■ **Your objective**
Read the material below and tally how many lines hold the word "sign", giving the number and nothing else.

■ **Input**
——

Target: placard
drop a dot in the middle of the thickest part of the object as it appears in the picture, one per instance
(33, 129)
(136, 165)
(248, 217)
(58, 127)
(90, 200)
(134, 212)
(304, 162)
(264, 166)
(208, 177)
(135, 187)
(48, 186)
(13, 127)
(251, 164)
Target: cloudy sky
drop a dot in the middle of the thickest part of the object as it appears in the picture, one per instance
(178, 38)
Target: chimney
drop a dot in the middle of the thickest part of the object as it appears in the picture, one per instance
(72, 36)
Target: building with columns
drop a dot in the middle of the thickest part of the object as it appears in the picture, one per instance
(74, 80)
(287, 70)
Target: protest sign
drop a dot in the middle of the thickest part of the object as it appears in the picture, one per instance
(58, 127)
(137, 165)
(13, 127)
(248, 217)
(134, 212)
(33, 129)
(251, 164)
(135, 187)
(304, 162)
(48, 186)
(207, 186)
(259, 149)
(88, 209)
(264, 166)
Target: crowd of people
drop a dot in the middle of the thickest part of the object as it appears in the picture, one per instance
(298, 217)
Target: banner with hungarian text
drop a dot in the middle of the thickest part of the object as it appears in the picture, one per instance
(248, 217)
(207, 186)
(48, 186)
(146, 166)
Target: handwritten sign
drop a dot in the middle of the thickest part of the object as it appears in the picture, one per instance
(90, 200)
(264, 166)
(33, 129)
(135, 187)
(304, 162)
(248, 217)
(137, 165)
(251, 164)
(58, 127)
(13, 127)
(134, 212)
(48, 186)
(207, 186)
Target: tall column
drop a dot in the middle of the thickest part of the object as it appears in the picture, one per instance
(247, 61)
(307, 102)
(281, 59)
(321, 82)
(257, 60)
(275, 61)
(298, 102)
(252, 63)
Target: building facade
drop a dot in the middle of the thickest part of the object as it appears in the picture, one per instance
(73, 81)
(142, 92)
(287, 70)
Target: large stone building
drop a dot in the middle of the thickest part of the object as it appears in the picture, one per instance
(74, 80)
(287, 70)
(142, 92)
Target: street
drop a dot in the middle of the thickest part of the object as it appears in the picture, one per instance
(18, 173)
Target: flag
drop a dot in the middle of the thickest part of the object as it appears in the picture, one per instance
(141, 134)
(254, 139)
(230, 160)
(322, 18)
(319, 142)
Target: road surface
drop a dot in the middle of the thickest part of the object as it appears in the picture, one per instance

——

■ **Written solution**
2